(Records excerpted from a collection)
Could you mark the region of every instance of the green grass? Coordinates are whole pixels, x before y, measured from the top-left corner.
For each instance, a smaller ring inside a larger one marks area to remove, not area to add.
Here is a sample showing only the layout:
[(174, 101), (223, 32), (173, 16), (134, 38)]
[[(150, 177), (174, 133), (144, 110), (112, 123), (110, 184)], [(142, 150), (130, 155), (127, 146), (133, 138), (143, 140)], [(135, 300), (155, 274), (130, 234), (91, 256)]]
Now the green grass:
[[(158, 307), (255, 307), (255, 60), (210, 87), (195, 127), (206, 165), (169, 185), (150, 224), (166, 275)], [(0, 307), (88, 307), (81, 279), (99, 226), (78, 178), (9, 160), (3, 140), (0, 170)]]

Exercise goal >> Retype the records that precede this task, keeping them exactly the same.

Written answer >>
Could you mark the region of every instance of the green grass? Coordinates are whole pixels, x before y, measured from the top-left corner.
For each instance, a smaller ring inside a larger one marks area to remove, not area to add.
Here is a sample showing only the layout:
[(174, 101), (223, 32), (173, 16), (134, 38)]
[[(150, 177), (174, 133), (144, 110), (112, 123), (110, 184)], [(142, 150), (130, 155), (127, 146), (133, 138), (143, 140)], [(135, 300), (155, 274), (130, 234), (91, 256)]]
Now the green grass:
[[(158, 307), (255, 307), (255, 60), (210, 87), (195, 127), (206, 165), (169, 185), (150, 224), (166, 275)], [(0, 307), (88, 307), (81, 279), (99, 226), (78, 178), (9, 160), (3, 140), (0, 170)]]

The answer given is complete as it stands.